## SET EXERCISE A
In the Puppeteer guide, what width and height does the scrape controller give the viewport?
## SET EXERCISE B
List every file (not folder) named in the project structure of the Puppeteer guide.
## SET EXERCISE C
From the Puppeteer guide, write out the passage that begins at the words "This post will" and stops after "in headless mode.".

## SELECTED PASSAGE
— start —

Running Puppeteer on Azure App Service Linux

13 minute read | By Anthony Salemo

This post will cover getting set up to run Puppeteer on Azure App Service Linux.

Overview

Puppeteer is a Node.js library which lets you access Chrome/Chromium through exposed API’s. This lets you handle web scraping, screenshots, automated browser interaction, and others. This can be ran in headless and “headfull” mode.

Source code for the below examples can be found here.

Quickstart

Azure App Service on Linux is a HTTP-based application platform. Therefor we need this application which uses Puppeteer to handle incoming HTTP requests, if we don’t configure this to do so (or do so incorrectly), our application will never start - more on this can be read here - Troubleshooting ‘Container didnt respond to HTTP pings on port, failing site start’

IMPORTANT: This example is intended to run in headless mode.

Project creation

We’ll be integrating this example of Puppeteer here into an Express.js application to act as our server to handle HTTP requests and responses, since Puppeteer isn’t configured to do so in this manner.

  1. Run npm init (or yarn init) to initialize and create your package.json. Follow the prompts.

2 Next, in your project folder, install both puppeteer and express. Run the following:

npm i puppeteer express

Our project structure will look like this:

| - `controllers/`
|    | - `indexController.js`
|    | - `scrapeController.js`
| - `server.js`
| - `.puppeteerrc.cjs`
| - `package.json`
| - `package-lock.json`
| - `node_modules/`

indexController

import * as express from "express";

const router = express.Router()

export const homeController = router.get("/", (_req, res) => {
    res.json({ msg: "azure-webapps-linux-node-puppeteer" })
})

scrapeController:

This is pulled from the official Puppeteer example which “searches blog posts with text ‘automate beyond recorder’, click on the first result and print the full title of the blog post”.

import * as express from "express";
import puppeteer from 'puppeteer';

const router = express.Router()

export const scrapeController = router.get("/", async (_req, res) => {
    // NOTE: --no-sandbox is important for later
    const browser = await puppeteer.launch({ headless: 'new', args: ['--no-sandbox'] });

    const page = await browser.newPage();
    
    await page.goto('https://developer.chrome.com/');
    
    // Set screen size
    await page.setViewport({width: 1080, height: 1024});
    
    // Type into search box
    await page.type('.search-box__input', 'automate beyond recorder');
    
    // Wait and click on first result
    const searchResultSelector = '.search-box__link';
    await page.waitForSelector(searchResultSelector);
    await page.click(searchResultSelector);
    
    // Locate the full title with a unique string
    const textSelector = await page.waitForSelector(
    'text/Customize and automate'
    );
    const fullTitle = await textSelector.evaluate(el => el.textContent);
    
    // Print the full title
    console.log('The title of this blog post is "%s".', fullTitle);
    await browser.close();
    res.json({ msg: fullTitle })
})

server.js:

import express from "express"
import { homeController } from "./controllers/indexController.js"
import { scrapeController } from "./controllers/scrapeController.js"

— end —

## GIVEN RECORDS

— start —

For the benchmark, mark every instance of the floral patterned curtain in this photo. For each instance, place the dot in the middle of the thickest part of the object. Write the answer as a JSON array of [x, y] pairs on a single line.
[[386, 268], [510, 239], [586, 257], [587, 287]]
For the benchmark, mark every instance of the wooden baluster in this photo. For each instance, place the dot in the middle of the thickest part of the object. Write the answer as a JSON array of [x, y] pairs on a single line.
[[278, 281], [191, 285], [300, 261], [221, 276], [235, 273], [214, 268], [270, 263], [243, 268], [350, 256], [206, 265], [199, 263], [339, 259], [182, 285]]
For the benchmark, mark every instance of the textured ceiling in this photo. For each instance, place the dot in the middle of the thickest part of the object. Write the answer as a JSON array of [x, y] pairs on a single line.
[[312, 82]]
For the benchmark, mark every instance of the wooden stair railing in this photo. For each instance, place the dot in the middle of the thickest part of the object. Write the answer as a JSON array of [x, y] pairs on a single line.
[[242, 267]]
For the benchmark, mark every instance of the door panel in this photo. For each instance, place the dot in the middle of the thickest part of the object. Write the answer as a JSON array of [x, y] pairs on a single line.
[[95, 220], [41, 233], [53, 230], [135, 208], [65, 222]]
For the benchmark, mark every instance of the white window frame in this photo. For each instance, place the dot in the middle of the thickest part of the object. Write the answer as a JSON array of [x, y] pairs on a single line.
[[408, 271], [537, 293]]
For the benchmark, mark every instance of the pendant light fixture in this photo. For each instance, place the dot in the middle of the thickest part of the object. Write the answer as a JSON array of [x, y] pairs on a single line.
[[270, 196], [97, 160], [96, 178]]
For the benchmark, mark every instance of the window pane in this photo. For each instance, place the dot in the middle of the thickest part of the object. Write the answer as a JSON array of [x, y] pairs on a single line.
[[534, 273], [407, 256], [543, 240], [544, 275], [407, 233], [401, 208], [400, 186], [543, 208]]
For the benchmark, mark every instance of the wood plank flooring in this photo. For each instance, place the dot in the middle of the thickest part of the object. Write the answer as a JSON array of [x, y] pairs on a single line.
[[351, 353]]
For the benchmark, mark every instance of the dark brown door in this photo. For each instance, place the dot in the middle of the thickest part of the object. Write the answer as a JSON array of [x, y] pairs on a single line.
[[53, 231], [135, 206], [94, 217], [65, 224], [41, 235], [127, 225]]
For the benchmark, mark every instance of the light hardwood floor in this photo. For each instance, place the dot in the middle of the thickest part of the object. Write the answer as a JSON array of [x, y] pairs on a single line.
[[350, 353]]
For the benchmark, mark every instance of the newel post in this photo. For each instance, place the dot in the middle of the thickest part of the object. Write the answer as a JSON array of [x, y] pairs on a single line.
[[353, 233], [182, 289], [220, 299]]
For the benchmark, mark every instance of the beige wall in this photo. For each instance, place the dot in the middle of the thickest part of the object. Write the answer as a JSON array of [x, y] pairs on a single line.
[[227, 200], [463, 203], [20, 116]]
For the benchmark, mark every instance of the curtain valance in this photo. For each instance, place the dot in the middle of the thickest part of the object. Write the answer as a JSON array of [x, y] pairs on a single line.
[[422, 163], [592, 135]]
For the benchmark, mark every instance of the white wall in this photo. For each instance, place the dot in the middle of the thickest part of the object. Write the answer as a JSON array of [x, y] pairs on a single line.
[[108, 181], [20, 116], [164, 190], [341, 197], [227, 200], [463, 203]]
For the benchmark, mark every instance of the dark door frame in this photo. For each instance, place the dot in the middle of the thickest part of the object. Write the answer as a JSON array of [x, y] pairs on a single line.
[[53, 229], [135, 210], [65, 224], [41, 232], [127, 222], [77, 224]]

— end —

## EXPECTED ANSWER A
Width 1080 and height 1024.

## EXPECTED ANSWER B
indexController.js, scrapeController.js, server.js, .puppeteerrc.cjs, package.json, package-lock.json

## EXPECTED ANSWER C
This post will cover getting set up to run Puppeteer on Azure App Service Linux.

Overview

Puppeteer is a Node.js library which lets you access Chrome/Chromium through exposed API’s. This lets you handle web scraping, screenshots, automated browser interaction, and others. This can be ran in headless and “headfull” mode.

Source code for the below examples can be found here.

Quickstart

Azure App Service on Linux is a HTTP-based application platform. Therefor we need this application which uses Puppeteer to handle incoming HTTP requests, if we don’t configure this to do so (or do so incorrectly), our application will never start - more on this can be read here - Troubleshooting ‘Container didnt respond to HTTP pings on port, failing site start’

IMPORTANT: This example is intended to run in headless mode.